## EXERCISE INSTRUCTIONS
1/ Translate this sentence from the passage on neutering male dogs into Spanish: "Symptoms of BPH include drips of blood at the penile tip and straining to pass feces."
2/ Answer these questions using the passage on neutering male dogs:
(a) What share of all cancers in male dogs is testicular cancer?
(b) Dogs over what age can develop prostate enlargement from BPH?
(c) What helps mild cases of perineal hernia?
3/ Pick up the passage on neutering male dogs after its final sentence and continue it.

## EXERCISE TEXT
▶

The Medical Argument
You want the best for your best buddy and if neutering protects their health, then so be it. As it happens there are arguments for and against neutering a male dog on health grounds so here goes…
Arguments in Favor
- Eliminates the Risk of Testicular Cancer:
- Yes, this is true. Castrated dogs no longer have testicles, so it’s impossible to develop testicular cancer. Testicular cancer accounts for 5% of all cancers in male dogs, and most commonly occurs after the age of 10 years of age. This cancer is usually benign (doesn’t spread to other parts of the body) and surgical castration after it develops is often curative.
- Reduced Risk of Prostate Enlargement:
- A condition known as BPH (benign prostatic hyperplasia) causes prostate enlargement in dogs over 5-years of age. Symptoms of BPH include drips of blood at the penile tip and straining to pass feces. BPH can be treated medically or by castration.
- Reduced Risk of Perineal Hernia
- Prostate enlargement makes it difficult to pass feces. Straining puts pressure on the muscles either side of the anus, and can cause a hernia to develop. Mild cases are helped with a high fiber diet and laxatives, whilst severe cases require corrective surgery.
- Slight increase risk of prostate cancer:
- Analysis of the statistics of dogs with prostate cancer, show that castrated dogs are slightly more at risk than entire male dogs. Sadly, this condition is aggressive and there is no treatment. Thankfully, prostate cancer is rare.

◀

## DATA UNDER STUDY
▶

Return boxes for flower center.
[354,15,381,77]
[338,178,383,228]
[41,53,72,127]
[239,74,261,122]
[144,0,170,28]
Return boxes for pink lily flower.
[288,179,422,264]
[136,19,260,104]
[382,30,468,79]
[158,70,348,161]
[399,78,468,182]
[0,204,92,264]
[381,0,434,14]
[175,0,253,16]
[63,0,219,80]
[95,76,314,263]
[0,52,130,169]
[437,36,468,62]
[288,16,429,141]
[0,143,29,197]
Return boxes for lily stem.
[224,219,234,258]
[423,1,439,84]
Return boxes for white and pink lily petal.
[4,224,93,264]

◀
▶

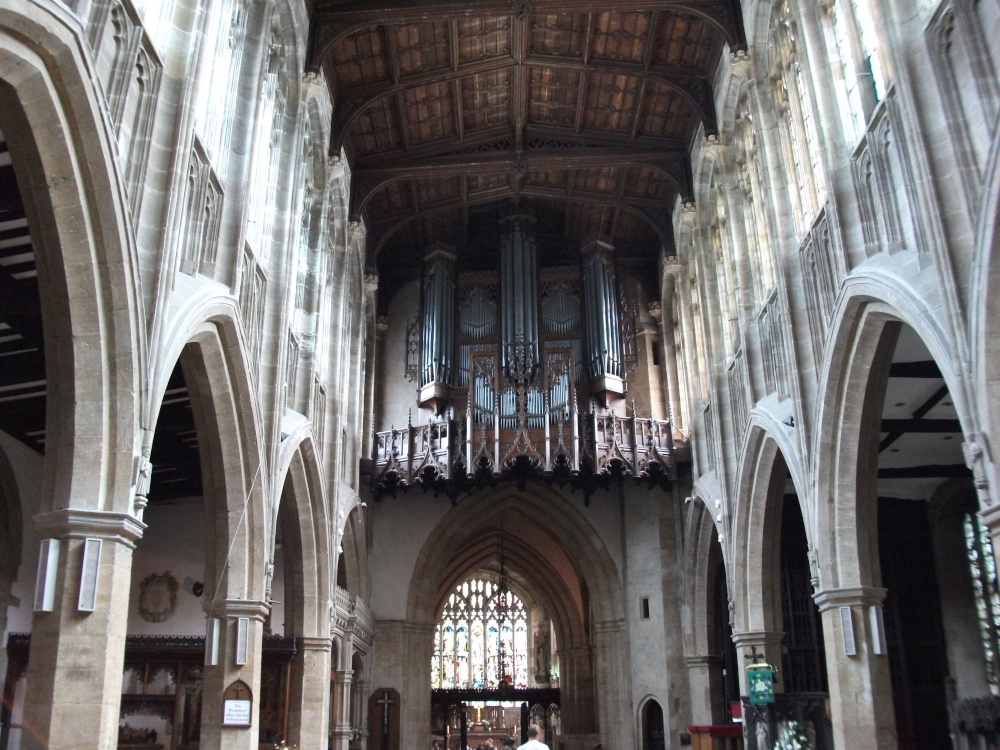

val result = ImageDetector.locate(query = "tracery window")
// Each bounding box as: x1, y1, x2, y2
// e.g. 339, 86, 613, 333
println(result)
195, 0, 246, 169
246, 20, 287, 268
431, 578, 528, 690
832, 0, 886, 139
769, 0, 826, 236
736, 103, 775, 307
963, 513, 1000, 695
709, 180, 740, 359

◀

## ANSWERS
1/ Los síntomas de la HPB incluyen gotas de sangre en la punta del pene y esfuerzo para defecar.

2/
(a) 5%
(b) 5 years of age
(c) A high fiber diet and laxatives

3/
- Fluffy coat:
- In some dogs neutering impacts the quality of their coat. This is especially true in breeds with medium length soft coats, such as the Golden Retriever. The hair quality may go from smooth and silky, to fluffy.
- Slight weight gain:
- Neutering itself doesn’t cause weight gain. However, removing the sex organs slows the metabolism a tiny amount (no more than 5%). Hence, after neutering it’s sensible to decrease portion size by around 5% in order to prevent weight gain. Not to do so risks a thickening waistline.
To Neuter a Male Dog or Not?
Only you can decide.
There are arguments for and arguments against. Distilling things down, if you have a well-behaved male dog that doesn’t stray and is lacking in confidence, then think very carefully before going ahead. If you have a genuinely aggressive male dog that constantly escapes, then definitely go ahead with castration. For all the dogs that lie somewhere in-between…talk things through with your vet to reach an informed decision.
Woofs and wags, pet people! Make the best decision for your best buddy!